■ Text block
--- begin ---
If this passes, it will shatter the Episcopal Church. A noted rector in Boston
said it would cause “significant splitting.” A group of clergy in the diocese
of Connecticut said it will “increase the descent deeper and deeper into
chaos” in the American Episcopal Church. The consequences in the Anglican
Communion will be similarly disastrous. Already a significant number
of Primates, representing the population of more than half of the Anglican
Communion, have made clear that this step is utterly unacceptable in their
eyes. To lose our communion with them, in the words of Rowan Williams, “would
impoverish us as a Church in every way.” It is time to break through
the veneer of what may be an air of unreality at this General Convention,
and tell ourselves the truth. I applaud the Presiding Bishop for saying,
“unawareness is a form of bondage,” and I am concerned about precisely that
unawareness.
It is a caricature to say that to speak of the church shattering is to use
a threat. That is untrue. Think this through. A woman who
has been in a marriage for some time discovers her husband is having an emotional
affair. There are letters, emails, secret liaisons and the like and
she stumbles onto them. Then in a moment of great courage, she summons
her strength and confronts her husband. She gets him to admit the truth.
Then she looks him squarely in the eye and says, “If you consummate that
relationship our love will be shattered.” Now the husband can think
to himself, “she is trying to control me by threat,” but we all know it is
nothing of the kind— it is instead a loving warning. And please note
carefully the husband can also say, “If you choose to go that is your choice,
you will be the one responsible,” but that is untrue. And the husband
also can say, “Look dear as long as we keep going to the dinner table together
and loving each other we can work this out,”— and that is untrue. The
husband can even say, “the relationship hasn't been severed during previous
difficulties, so it will not now,” and that, too, is false. If the
husband goes through with the affair it is the husband who is responsible
for the marriage break up — that is the reality. Please, please let us tell
ourselves the truth.
--- end ---
■ Dataset extract
--- begin ---
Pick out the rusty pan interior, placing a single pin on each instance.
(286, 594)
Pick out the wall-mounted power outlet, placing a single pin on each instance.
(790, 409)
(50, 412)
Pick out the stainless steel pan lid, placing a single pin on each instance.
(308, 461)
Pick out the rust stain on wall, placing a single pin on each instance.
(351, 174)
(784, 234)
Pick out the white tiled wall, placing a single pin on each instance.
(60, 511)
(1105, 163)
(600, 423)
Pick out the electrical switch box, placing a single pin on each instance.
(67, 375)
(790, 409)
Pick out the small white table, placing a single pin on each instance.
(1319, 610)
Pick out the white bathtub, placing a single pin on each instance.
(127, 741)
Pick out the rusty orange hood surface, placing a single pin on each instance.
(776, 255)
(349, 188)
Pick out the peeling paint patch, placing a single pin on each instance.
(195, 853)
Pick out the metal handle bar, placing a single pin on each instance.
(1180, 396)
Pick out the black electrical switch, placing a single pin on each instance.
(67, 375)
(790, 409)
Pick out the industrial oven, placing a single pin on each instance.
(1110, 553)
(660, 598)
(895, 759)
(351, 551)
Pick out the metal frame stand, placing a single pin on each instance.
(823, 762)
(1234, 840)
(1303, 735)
--- end ---
--- begin ---
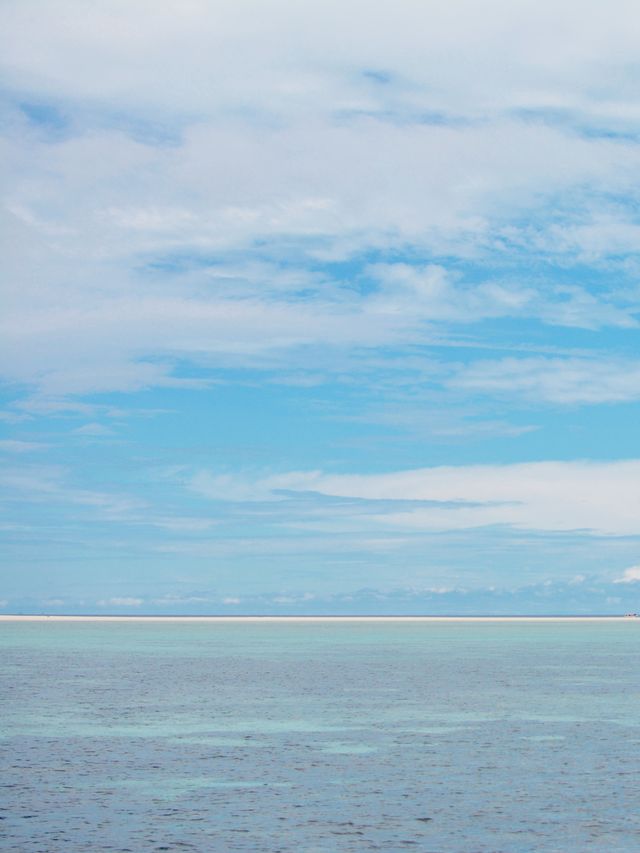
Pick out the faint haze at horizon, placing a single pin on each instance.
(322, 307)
--- end ---
■ To-do list
1 - Repeat the Episcopal Church passage word for word, everything from "It is a caricature" down to "admit the truth.".
2 - Go on with the Episcopal Church passage, picking up right after its last sentence.
The data comes from a different source than the text.

■ Answers given
1 -
It is a caricature to say that to speak of the church shattering is to use
a threat. That is untrue. Think this through. A woman who
has been in a marriage for some time discovers her husband is having an emotional
affair. There are letters, emails, secret liaisons and the like and
she stumbles onto them. Then in a moment of great courage, she summons
her strength and confronts her husband. She gets him to admit the truth.

2 -
Finally, I believe the gospel itself is at stake in this debate. Robert
Gagnon puts it forcefully: “Ultimately it is the individual homosexual who
suffers in his or her relationship to God when the church shirks its duty
to call a sin a sin. Far from being an unloving act, a sensitive refusal
to condone homosexual conduct is the responsible and loving thing to do.
The church deceives the homosexual by affirming a lifestyle that God deems
to be sin. It is a nice, easy way out. No one is offended, the
arguments go away, the tension dissipates — all at the “minimal” cost of
forestalling the redemptive work of Christ.” Let us take the higher
road, the call of holy love, let us embrace the gospel of repentance and
transformation, the gospel which has at its center not human affirmation
but Christ's redeeming suffering on the Cross.